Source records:
=====

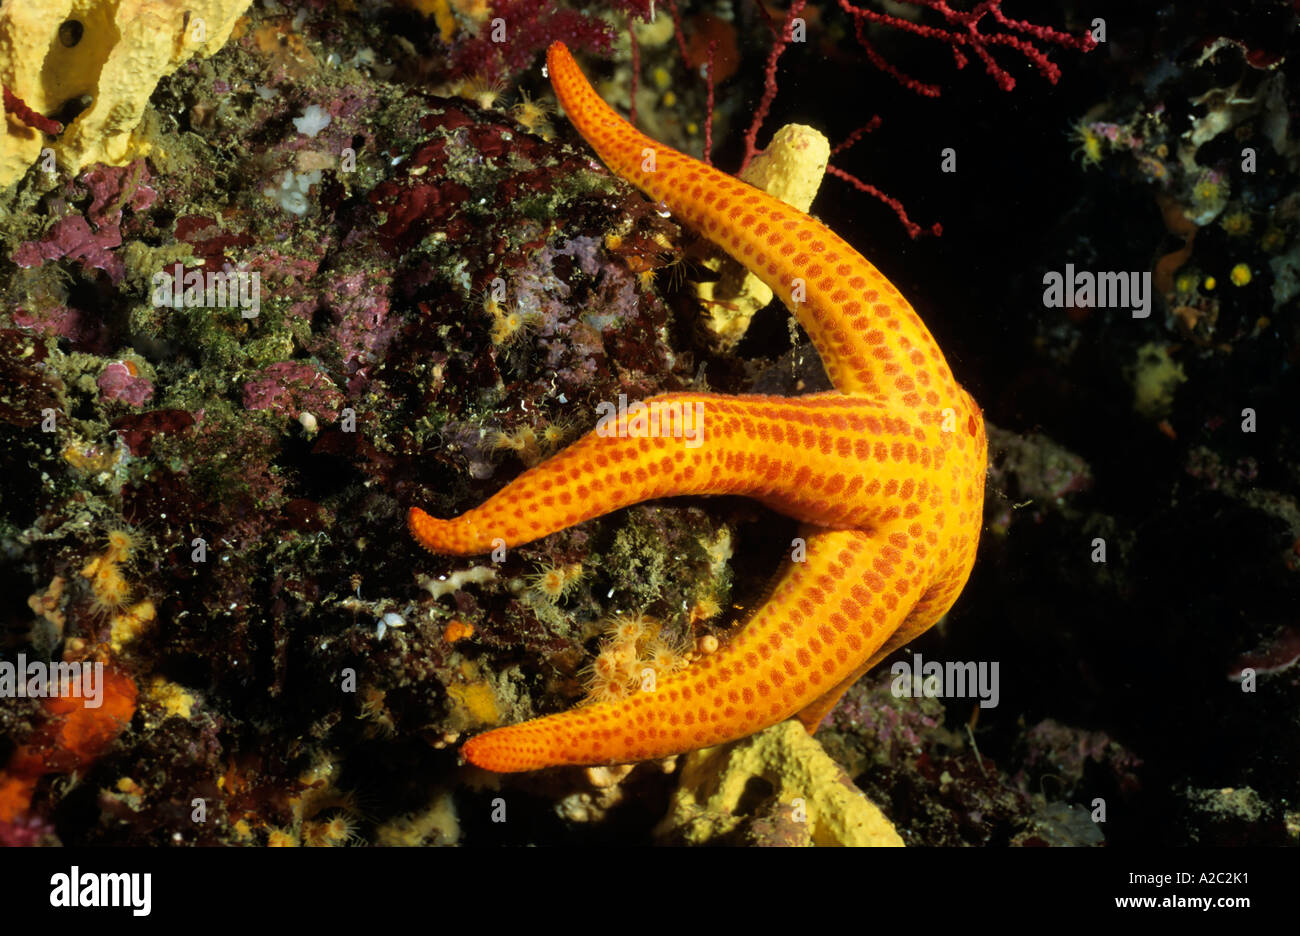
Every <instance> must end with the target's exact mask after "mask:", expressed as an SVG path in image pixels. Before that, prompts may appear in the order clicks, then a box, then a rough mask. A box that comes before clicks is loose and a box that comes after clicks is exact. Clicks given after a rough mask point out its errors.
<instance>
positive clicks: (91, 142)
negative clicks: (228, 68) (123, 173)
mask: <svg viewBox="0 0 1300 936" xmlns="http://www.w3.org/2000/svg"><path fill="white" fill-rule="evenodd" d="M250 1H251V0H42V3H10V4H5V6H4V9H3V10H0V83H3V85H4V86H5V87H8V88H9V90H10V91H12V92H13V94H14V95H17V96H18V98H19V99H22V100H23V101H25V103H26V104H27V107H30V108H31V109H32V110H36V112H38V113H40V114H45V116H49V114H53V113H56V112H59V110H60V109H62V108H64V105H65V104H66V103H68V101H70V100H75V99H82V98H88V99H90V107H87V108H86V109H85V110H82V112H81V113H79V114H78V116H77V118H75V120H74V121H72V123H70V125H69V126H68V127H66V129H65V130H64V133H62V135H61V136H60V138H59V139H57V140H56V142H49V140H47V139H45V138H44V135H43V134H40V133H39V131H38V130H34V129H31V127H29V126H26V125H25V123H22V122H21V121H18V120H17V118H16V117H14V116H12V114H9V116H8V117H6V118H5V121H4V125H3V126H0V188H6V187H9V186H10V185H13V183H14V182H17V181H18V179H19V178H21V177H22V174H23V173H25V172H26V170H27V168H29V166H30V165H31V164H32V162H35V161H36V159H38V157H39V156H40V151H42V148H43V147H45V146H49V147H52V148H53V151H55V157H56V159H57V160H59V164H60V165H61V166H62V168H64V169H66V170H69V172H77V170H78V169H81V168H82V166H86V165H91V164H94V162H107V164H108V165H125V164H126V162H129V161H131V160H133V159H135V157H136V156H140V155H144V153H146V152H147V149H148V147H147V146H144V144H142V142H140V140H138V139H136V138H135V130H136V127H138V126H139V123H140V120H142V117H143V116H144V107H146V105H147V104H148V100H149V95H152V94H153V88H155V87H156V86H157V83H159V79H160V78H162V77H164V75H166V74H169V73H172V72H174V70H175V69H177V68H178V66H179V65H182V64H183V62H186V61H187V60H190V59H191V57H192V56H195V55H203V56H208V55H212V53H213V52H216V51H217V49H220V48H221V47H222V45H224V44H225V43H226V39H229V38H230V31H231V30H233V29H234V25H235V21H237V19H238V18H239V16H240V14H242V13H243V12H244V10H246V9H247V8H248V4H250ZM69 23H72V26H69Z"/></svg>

=====

= Problem to solve =
Recast the records above as a Markdown table with the columns Row and Line. Each line gets a numbered row. Skip blank lines and leave out the pictures.

= Solution for this task =
| Row | Line |
|---|---|
| 1 | Every <instance> must end with the target's exact mask after "mask:", expressed as an SVG path in image pixels. Before that, prompts may appear in the order clicks, then a box, then a rough mask. A box that comes before clicks is loose and a box that comes after clicks is exact. Clicks given after a rough mask point out its errors. |
| 2 | <instance> |
| 3 | positive clicks: (91, 142) |
| 4 | negative clicks: (228, 68) (123, 173) |
| 5 | mask: <svg viewBox="0 0 1300 936" xmlns="http://www.w3.org/2000/svg"><path fill="white" fill-rule="evenodd" d="M250 1H251V0H42V3H10V4H5V6H4V9H3V10H0V83H3V85H4V86H5V87H8V88H9V90H10V91H12V92H13V94H14V95H17V96H18V98H19V99H22V100H23V101H25V103H26V104H27V107H30V108H31V109H32V110H36V112H38V113H40V114H45V116H49V114H53V113H56V112H59V110H60V109H62V108H64V105H65V104H66V103H68V101H70V100H75V99H82V98H88V99H90V107H87V108H86V109H85V110H82V112H81V113H79V114H78V116H77V118H75V120H74V121H72V123H70V125H69V126H68V127H66V129H65V130H64V133H62V135H61V136H60V138H59V139H57V140H56V142H49V140H47V139H45V138H44V135H43V134H40V133H39V131H38V130H34V129H31V127H29V126H26V125H25V123H22V122H21V121H18V120H17V118H16V117H14V116H12V114H9V116H8V117H6V118H5V121H4V125H3V126H0V188H6V187H9V186H10V185H13V183H14V182H17V181H18V179H19V178H21V177H22V174H23V173H25V172H26V170H27V168H29V166H30V165H31V164H32V162H35V161H36V159H38V157H39V156H40V151H42V148H43V147H45V146H49V147H52V148H53V151H55V157H56V159H57V160H59V164H60V165H61V166H62V168H64V169H66V170H69V172H77V170H78V169H81V168H82V166H86V165H91V164H94V162H107V164H108V165H125V164H126V162H129V161H131V160H133V159H135V157H136V156H140V155H144V153H146V152H147V149H148V147H147V146H144V144H142V142H140V140H138V139H136V138H135V130H136V127H138V126H139V123H140V120H142V117H143V116H144V107H146V105H147V104H148V100H149V95H152V94H153V88H155V87H156V86H157V83H159V79H160V78H162V77H164V75H166V74H169V73H172V72H174V70H175V69H177V68H178V66H179V65H182V64H183V62H186V61H187V60H190V59H191V57H192V56H195V55H203V56H208V55H212V53H213V52H216V51H217V49H220V48H221V47H222V45H224V44H225V43H226V39H229V38H230V31H231V30H233V29H234V25H235V21H237V19H238V18H239V16H240V14H242V13H243V12H244V10H246V9H247V8H248V4H250ZM69 23H72V26H69Z"/></svg> |